> Instrução a: Conta quantas linhas dos registos contêm a palavra "tent" e indica apenas esse número.

> Texto extraído:
Para não cairmos no erro de pensar que A Quinta dos Animais é mais uma história mirabolante como O Deus das Moscas de Golding ou A Metamorfose de Kafka - se bem que até essas não são  isso -, há que fazer uma contextualização histórica da época em que é escrita, reconhecendo também quem o escreve e como Orwell pode ser tão crítico, tão agitador, tão pouco correto, sobretudo para a época em que viveu. 

 

Ainda nas primeiras páginas do livro referentes às opções de tradução é nos contada um pouco da história desta obra. Curiosamente, em muitas versões, este livro tinha o subtítulo de A Fairy Story, que é como quem diz um conto de encantar, um conto de crianças. Depois de ler cada palavra escrita ao estilo orwellista percebemos que A Quinta dos Animais é tudo menos isso. Esta história é triste, é revoltante e pior que tudo é que é uma maneira legítima de olhar a realidade. 

 

Fartos de serem explorados pelo ser humano, de serem separados dos seus filhos, de trabalharem de sol a sol para serem mal alimentados, os animais da Quinta do Infantado perceberam a raíz de todos os seus problemas: os humanos. Consequentemente, levaram a cabo uma revolução através da qual expulsaram os seus antigos amos. Nesta nova quinta, a única em Inglaterra governada por animais para os animais, o lema era só um: todos os animais são iguais. 

 

No entanto, há medida que a história progride a uma velocidade que torna impossível pousar o livro durante dois segundos, percebemos que tal como os homens, alguns animais também se deixam corromper pelo poder. "Todos os animais são iguais. Mas alguns são mais iguais do que outros.", chega-se mesmo a ler algures nas páginas da obra.

> Registos:

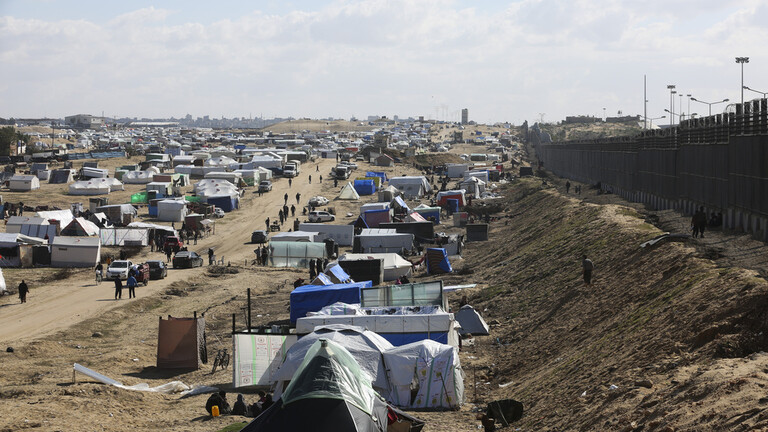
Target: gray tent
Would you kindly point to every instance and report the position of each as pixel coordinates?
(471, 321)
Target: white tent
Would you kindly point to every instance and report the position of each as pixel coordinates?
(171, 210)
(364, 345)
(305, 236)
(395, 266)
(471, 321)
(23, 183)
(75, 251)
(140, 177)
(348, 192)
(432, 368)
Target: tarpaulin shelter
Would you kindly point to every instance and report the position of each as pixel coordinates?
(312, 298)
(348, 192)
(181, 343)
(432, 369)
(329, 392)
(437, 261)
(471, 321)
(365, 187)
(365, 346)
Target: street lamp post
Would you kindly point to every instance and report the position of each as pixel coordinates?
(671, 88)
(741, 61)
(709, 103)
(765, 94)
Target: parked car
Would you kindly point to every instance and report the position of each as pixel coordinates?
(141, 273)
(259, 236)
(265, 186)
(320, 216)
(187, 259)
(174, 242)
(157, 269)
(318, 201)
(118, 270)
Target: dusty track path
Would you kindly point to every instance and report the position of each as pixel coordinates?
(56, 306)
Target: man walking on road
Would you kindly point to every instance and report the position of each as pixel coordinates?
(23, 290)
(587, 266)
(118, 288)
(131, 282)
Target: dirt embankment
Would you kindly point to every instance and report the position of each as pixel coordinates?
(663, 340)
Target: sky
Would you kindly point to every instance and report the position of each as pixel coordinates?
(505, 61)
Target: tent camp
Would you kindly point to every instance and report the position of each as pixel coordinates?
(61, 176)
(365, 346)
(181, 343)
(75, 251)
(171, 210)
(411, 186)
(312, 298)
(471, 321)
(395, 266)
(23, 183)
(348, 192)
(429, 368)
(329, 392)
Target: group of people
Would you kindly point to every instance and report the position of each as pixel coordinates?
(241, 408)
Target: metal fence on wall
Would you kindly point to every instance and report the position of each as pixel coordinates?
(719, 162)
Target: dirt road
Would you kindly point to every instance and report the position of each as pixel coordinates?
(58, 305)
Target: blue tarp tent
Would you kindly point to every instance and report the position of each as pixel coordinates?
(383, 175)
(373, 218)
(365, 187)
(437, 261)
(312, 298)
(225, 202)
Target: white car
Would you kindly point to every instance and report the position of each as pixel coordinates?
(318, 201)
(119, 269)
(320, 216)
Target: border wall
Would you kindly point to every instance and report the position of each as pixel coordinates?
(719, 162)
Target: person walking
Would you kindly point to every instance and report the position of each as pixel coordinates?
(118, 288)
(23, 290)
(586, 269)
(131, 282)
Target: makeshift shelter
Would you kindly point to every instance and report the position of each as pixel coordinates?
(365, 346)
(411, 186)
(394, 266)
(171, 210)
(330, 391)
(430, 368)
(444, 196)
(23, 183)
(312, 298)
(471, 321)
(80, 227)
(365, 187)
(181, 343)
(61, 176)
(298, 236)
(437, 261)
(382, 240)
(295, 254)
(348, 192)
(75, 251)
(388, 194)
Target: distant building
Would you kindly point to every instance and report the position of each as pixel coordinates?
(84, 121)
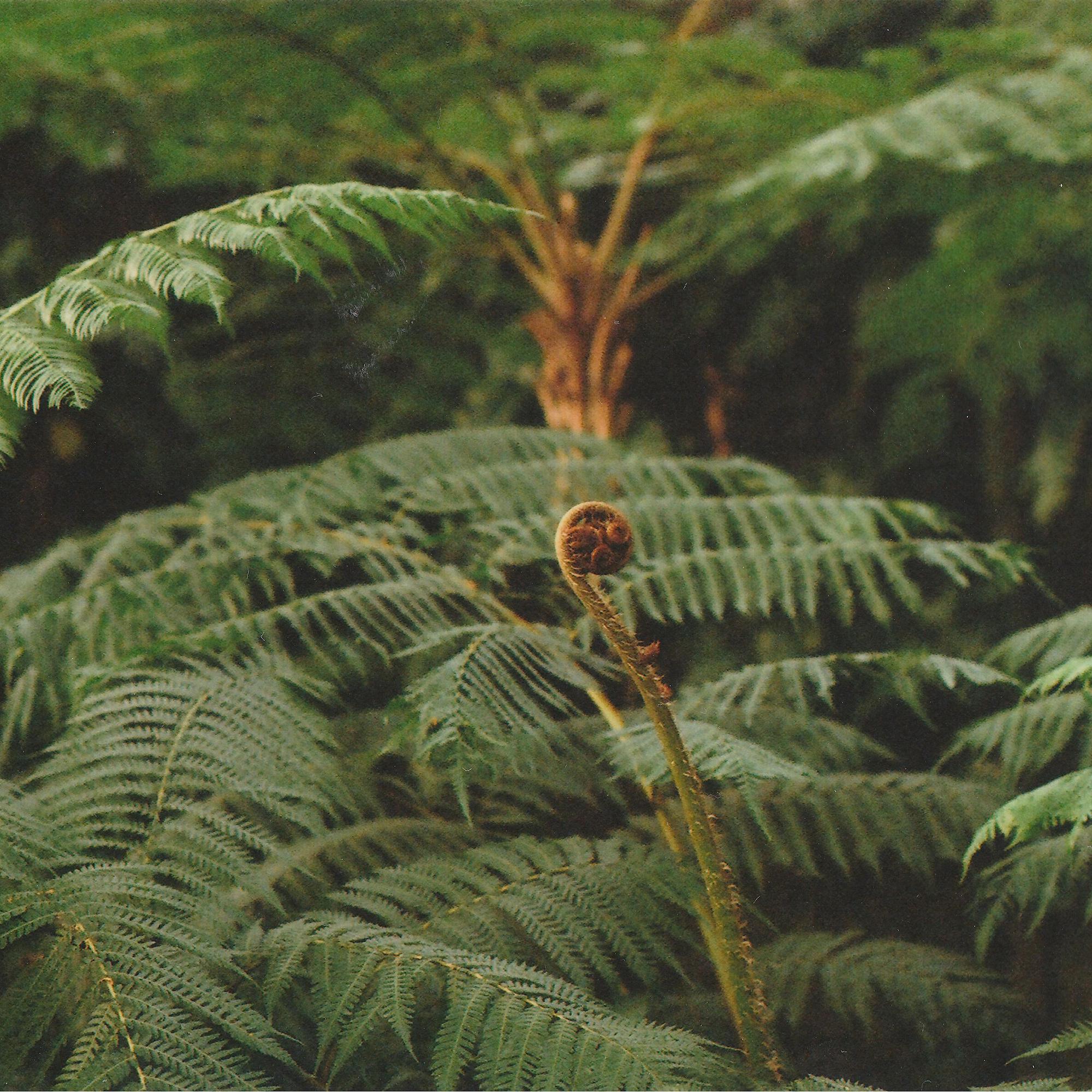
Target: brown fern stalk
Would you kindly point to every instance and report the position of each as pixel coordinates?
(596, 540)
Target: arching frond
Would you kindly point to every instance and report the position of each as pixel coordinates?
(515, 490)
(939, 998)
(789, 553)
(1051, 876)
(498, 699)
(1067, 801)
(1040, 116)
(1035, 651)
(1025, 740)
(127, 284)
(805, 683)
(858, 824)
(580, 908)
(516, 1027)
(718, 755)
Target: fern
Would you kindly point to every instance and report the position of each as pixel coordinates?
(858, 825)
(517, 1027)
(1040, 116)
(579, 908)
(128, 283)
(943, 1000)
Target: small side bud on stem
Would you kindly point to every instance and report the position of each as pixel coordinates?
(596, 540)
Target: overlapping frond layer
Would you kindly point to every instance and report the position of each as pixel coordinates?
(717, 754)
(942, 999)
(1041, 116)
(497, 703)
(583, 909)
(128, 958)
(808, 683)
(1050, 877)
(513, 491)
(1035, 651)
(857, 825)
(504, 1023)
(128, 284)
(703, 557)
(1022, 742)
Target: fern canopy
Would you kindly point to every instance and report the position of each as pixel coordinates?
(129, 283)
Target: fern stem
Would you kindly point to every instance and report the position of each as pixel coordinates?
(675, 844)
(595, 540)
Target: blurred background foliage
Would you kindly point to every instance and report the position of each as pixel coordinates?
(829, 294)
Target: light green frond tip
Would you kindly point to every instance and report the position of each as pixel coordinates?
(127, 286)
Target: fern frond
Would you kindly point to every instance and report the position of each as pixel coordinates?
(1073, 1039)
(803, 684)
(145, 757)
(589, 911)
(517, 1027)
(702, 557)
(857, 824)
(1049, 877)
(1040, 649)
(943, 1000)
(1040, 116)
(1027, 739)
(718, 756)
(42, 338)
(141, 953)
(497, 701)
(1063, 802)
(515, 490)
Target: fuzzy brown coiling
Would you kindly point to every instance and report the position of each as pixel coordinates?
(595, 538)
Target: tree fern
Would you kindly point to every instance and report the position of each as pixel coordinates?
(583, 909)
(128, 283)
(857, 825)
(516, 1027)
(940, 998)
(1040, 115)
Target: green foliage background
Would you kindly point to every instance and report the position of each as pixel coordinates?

> Instrução b:
Responde às perguntas seguintes com base no texto sobre A Quinta dos Animais:
(i) Que subtítulo tinha o livro em muitas versões?
(ii) Como se chama a quinta onde os animais expulsam os seus antigos amos?
(iii) Qual era o único lema da nova quinta governada pelos animais?

> Solução a: 4

> Solução b:
(i) A Fairy Story.
(ii) Quinta do Infantado.
(iii) Todos os animais são iguais.